- Promotional poster featuring Ace Austin, Eddie Edwards, and Trey
- Promotion: Impact Wrestling
- Date: July 18, 2020
- City: Nashville, Tennessee
- Venue: Skyway Studios
- Attendance: 0 (behind closed doors)

Pay-per-view chronology
| ← Previous TNA: There's No Place Like Home (cancelled) | Next → Bound for Glory |

Slammiversary chronology
| ← Previous XVII | Next → 2021 |

= Slammiversary (2020) =

2020 Impact Wrestling pay-per-view event

The 2020 Slammiversary was a professional wrestling pay-per-view (PPV) event produced by Impact Wrestling. It took place on July 18, 2020, at the Skyway Studios in Nashville, Tennessee. It was the sixteenth event under the Slammiversary chronology.

Seven matches were contested at the event. In the main event, Eddie Edwards defeated Ace Austin, Trey, Eric Young, and Rich Swann (the last two being unannounced participants) in a five-way elimination match to win the vacant Impact World Championship. In other prominent matches, Chris Bey defeated Willie Mack to win the Impact X Division Championship, and Deonna Purrazzo defeated Jordynne Grace by submission to capture the Impact Knockouts Championship. The event also marked the Impact debut of Heath and the return of The Motor City Machine Guns (Alex Shelley and Chris Sabin).

== Production ==

Other on-screen personnel
| Commentator | Josh Mathews |
Don Callis
| Ring announcer | David Penzer |
| Referee | Brandon Tolle |
Daniel Spencer
| Interviewers | Gia Miller |

=== Background ===
On the June 2, 2020, episode of Impact!, it was announced that Slammiversary would take place on July 18, 2020. It took take place (with no fans) at Skyway Studios in Nashville, Tennessee, which was Impact's home base during the bulk of the COVID-19 pandemic.

=== Storylines ===
The event will feature professional wrestling matches that involves different wrestlers from pre-existing scripted feuds and storylines. Wrestlers portrayed villains, heroes, or less distinguishable characters in scripted events that build tension and culminate in a wrestling match or series of matches.

On Night 2 of Rebellion, Tessa Blanchard was due to defend the Impact World Championship against Michael Elgin and Eddie Edwards in a three-way intergender match. However, due to Blanchard and Edwards being stuck in lockdowns in Mexico and Massachusetts respectively as a result of the ongoing COVID-19 pandemic, the match was unable to take place, and Elgin faced Moose and Hernandez in a three-way match instead, which Moose won. On the May 5, 2020, episode of Impact!, it was announced that an eight-man tournament would take place to determine the number one contender for the Impact World Championship. Ace Austin won the tournament during the June 2 episode of Impact! after defeating Wentz, who stood in for Trey after he was attacked before the match, in the tournament final. However, on the following week's episode, it was announced that Blanchard would defend her title against Elgin, Edwards, Austin and Trey in a five-way intergender match at Slammiversary.

_PROVIDED INFORMATION_
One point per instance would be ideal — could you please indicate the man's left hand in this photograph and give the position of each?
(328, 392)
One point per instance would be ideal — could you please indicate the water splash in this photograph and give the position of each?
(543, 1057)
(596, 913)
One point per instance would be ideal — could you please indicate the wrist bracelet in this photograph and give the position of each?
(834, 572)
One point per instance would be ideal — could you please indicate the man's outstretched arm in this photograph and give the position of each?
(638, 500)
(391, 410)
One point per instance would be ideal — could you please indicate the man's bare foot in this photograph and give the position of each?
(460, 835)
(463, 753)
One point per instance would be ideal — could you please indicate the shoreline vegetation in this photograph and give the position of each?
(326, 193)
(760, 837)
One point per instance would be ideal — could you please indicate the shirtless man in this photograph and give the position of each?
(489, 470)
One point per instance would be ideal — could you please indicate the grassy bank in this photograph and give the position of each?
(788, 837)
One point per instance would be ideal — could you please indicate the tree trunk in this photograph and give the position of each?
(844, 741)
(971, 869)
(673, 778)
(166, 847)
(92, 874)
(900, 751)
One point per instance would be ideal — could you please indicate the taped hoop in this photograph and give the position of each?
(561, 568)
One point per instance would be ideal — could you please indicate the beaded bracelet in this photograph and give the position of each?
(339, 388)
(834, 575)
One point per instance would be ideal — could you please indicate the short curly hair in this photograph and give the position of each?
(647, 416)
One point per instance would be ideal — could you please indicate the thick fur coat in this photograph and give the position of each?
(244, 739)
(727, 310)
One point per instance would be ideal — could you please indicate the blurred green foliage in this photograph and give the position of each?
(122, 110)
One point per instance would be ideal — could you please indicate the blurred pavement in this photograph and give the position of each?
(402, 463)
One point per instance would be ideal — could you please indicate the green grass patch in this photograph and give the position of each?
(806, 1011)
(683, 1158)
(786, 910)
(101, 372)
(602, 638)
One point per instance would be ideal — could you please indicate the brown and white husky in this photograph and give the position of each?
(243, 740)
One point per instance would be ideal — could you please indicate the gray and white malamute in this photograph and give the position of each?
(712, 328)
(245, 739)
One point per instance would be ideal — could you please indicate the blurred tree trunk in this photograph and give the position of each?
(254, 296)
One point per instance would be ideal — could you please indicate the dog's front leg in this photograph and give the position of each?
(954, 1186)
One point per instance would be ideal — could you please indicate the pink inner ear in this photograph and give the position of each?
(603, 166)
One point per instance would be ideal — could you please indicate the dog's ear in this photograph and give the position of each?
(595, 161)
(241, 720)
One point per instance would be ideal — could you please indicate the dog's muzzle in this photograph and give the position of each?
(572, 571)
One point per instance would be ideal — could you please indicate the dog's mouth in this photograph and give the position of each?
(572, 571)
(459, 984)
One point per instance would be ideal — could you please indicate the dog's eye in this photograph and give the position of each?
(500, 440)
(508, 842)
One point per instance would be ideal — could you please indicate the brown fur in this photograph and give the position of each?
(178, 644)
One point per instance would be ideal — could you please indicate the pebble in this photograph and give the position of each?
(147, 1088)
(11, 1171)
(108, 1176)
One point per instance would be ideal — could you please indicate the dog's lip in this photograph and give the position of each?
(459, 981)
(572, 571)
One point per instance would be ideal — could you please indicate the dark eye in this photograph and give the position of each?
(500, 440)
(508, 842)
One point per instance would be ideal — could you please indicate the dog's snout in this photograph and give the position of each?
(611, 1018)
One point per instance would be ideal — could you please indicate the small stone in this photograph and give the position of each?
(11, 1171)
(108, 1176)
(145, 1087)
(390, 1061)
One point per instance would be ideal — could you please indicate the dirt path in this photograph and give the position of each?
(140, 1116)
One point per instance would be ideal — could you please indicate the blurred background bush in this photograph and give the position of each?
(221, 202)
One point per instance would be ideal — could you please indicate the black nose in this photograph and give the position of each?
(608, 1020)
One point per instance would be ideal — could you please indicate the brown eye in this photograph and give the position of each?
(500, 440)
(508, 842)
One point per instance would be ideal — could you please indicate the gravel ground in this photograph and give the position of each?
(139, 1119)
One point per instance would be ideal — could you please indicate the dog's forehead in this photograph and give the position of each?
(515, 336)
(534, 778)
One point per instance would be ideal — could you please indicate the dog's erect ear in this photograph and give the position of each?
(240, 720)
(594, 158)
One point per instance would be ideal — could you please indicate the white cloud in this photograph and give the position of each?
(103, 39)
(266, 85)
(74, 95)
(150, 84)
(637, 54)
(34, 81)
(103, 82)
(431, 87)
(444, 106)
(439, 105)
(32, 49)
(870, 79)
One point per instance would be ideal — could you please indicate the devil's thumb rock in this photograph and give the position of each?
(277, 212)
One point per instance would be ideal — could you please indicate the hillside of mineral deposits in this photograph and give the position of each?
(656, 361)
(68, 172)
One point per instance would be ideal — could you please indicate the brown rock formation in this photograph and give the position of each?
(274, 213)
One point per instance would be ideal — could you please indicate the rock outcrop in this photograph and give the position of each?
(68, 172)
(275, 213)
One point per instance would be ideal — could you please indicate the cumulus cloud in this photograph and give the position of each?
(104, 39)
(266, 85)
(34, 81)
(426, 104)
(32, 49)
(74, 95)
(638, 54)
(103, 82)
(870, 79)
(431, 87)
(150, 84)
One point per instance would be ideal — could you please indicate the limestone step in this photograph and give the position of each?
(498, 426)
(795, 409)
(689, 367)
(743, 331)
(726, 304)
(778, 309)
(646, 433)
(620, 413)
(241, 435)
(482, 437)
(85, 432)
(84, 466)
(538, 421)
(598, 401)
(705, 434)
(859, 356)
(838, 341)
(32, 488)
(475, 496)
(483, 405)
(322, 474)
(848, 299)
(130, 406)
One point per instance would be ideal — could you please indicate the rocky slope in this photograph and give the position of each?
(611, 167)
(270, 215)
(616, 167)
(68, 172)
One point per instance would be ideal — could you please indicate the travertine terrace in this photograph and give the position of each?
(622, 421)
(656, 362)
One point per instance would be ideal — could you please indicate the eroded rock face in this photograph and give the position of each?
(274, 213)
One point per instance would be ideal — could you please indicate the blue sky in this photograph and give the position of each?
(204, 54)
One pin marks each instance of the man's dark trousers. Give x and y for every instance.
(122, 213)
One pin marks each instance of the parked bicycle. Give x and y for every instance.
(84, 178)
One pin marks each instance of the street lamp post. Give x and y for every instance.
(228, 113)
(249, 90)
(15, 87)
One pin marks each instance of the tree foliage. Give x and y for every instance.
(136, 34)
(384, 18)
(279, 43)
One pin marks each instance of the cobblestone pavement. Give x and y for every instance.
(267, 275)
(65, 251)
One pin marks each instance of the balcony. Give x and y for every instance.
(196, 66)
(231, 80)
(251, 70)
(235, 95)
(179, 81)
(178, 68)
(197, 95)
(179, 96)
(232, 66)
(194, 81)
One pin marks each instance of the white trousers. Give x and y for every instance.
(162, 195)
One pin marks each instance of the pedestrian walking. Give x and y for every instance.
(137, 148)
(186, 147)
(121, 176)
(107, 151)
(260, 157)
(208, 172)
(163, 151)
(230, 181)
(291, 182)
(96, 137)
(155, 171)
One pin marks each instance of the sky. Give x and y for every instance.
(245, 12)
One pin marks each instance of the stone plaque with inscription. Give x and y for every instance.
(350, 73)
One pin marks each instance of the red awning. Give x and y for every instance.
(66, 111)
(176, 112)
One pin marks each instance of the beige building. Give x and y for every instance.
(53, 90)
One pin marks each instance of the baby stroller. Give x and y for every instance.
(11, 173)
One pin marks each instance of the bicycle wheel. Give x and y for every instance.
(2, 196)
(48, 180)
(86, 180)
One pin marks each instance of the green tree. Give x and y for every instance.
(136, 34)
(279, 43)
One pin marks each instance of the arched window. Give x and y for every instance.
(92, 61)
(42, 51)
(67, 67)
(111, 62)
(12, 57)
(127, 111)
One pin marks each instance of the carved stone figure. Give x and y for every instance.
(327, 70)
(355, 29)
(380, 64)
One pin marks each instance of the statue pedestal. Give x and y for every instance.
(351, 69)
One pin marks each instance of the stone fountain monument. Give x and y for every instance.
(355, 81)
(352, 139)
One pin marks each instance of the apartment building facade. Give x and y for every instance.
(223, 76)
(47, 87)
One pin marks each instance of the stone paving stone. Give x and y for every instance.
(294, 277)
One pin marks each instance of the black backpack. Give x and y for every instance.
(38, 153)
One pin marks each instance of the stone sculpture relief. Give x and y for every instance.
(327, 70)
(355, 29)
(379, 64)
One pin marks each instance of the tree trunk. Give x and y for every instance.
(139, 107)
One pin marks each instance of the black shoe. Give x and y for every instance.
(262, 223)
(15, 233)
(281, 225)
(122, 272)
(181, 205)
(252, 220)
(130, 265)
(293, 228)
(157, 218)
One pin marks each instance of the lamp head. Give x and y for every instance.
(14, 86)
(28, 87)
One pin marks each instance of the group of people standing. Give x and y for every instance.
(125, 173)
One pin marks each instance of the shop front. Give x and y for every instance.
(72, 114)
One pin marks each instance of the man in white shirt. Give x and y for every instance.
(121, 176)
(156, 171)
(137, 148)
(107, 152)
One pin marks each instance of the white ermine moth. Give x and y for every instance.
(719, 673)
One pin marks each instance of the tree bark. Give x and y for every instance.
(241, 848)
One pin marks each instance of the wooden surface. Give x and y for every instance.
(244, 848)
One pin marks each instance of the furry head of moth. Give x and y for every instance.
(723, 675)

_REQUIREMENT 1_
From the Slammiversary 2020 article, retype the passage starting with "- Promotional poster" and going on through "(behind closed doors)".
_REQUIREMENT 2_
Turn the paragraph of the Slammiversary 2020 article that begins "Seven matches were contested at the event" into a short bulleted list that keeps its main facts.
_REQUIREMENT 3_
According to the Slammiversary 2020 article, why did the planned three-way Impact World Championship match on Night 2 of Rebellion not take place? Answer in one to three sentences.

_RESULT 1_
- Promotional poster featuring Ace Austin, Eddie Edwards, and Trey
- Promotion: Impact Wrestling
- Date: July 18, 2020
- City: Nashville, Tennessee
- Venue: Skyway Studios
- Attendance: 0 (behind closed doors)

_RESULT 2_
- Seven matches took place at the event.
- Main event: Eddie Edwards won the vacant Impact World Championship in a five-way elimination match. He defeated Ace Austin, Trey, Eric Young and Rich Swann. Young and Swann were unannounced participants.
- Chris Bey defeated Willie Mack to win the Impact X Division Championship.
- Deonna Purrazzo defeated Jordynne Grace by submission to win the Impact Knockouts Championship.
- Heath made his Impact debut.
- The Motor City Machine Guns (Alex Shelley and Chris Sabin) returned.

_RESULT 3_
Because of the ongoing COVID-19 pandemic, Tessa Blanchard was stuck in a lockdown in Mexico and Eddie Edwards in one in Massachusetts. Neither could appear, so Michael Elgin faced Moose and Hernandez in a three-way match instead.